= ABOUT THIS EXERCISE =
Reprint all entries without any alteration.

= DATA EXTRACT =

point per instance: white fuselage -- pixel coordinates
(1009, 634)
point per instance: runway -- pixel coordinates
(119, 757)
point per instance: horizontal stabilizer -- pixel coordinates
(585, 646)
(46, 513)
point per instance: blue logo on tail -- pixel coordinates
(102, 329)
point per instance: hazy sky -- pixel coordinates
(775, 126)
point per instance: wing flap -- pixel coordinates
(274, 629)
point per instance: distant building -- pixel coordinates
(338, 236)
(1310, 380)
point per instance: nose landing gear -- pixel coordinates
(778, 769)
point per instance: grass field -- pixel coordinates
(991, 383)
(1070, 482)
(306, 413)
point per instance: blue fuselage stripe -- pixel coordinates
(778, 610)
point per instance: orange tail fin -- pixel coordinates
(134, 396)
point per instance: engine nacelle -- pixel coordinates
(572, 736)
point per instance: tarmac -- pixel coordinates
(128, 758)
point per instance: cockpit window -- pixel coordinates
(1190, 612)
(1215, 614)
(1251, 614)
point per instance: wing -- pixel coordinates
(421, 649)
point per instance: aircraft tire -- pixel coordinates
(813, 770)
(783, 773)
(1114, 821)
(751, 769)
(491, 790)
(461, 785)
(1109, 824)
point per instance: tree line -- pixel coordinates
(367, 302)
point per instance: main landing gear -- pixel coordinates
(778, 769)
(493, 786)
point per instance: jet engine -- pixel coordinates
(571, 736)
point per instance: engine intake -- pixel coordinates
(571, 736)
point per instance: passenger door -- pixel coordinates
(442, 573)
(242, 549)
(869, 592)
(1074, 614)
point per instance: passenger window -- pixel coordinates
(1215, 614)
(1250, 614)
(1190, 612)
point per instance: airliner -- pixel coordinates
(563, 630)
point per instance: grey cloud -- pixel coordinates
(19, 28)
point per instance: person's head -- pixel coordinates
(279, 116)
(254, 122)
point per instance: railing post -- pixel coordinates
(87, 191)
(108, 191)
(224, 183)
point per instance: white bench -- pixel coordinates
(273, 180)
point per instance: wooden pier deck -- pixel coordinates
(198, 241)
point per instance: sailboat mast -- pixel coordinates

= ANSWER SECTION =
point per instance: white fuselage -- pixel coordinates
(1009, 634)
point per instance: runway -- pixel coordinates
(119, 757)
point per instance: horizontal stabilizer -- pixel coordinates
(585, 646)
(46, 513)
point per instance: blue logo on tail -- pixel coordinates
(102, 329)
point per instance: hazy sky -- pixel coordinates
(775, 126)
point per instance: wing flap -- pixel coordinates
(274, 629)
point per instance: distant building -- pixel coordinates
(338, 236)
(1310, 380)
point per instance: nose landing gear -- pixel coordinates
(778, 769)
point per instance: grass field -- pixel coordinates
(991, 383)
(1070, 482)
(306, 413)
point per instance: blue fuselage stripe -- pixel coordinates
(778, 610)
point per instance: orange tail fin -- pixel coordinates
(134, 396)
point per instance: engine nacelle -- pixel coordinates
(572, 736)
point per instance: tarmac -- pixel coordinates
(128, 758)
point per instance: cockpit window -- pixel coordinates
(1190, 612)
(1215, 614)
(1251, 614)
point per instance: wing -- pixel coordinates
(421, 649)
point per instance: aircraft tire -- pixel coordinates
(813, 770)
(783, 773)
(1114, 821)
(751, 769)
(491, 790)
(461, 785)
(1109, 824)
point per instance: tree line -- pixel coordinates
(367, 302)
point per instance: main landing gear -- pixel coordinates
(778, 769)
(493, 786)
point per instance: jet engine -- pixel coordinates
(571, 736)
point per instance: engine intake -- pixel coordinates
(571, 736)
point per instance: passenger door -- pixel coordinates
(442, 573)
(242, 549)
(869, 592)
(1074, 614)
point per instance: passenger window -- pixel coordinates
(1215, 614)
(1250, 614)
(1190, 612)
point per instance: airliner -- pixel coordinates
(563, 630)
point per instance: grey cloud -- pixel coordinates
(19, 28)
point per instance: person's head -- pixel coordinates
(279, 116)
(254, 122)
point per instance: railing post -- pixel coordinates
(87, 191)
(108, 191)
(224, 183)
point per instance: white bench -- pixel coordinates
(273, 180)
point per instance: wooden pier deck -- pixel coordinates
(198, 241)
point per instance: sailboat mast -- pixel coordinates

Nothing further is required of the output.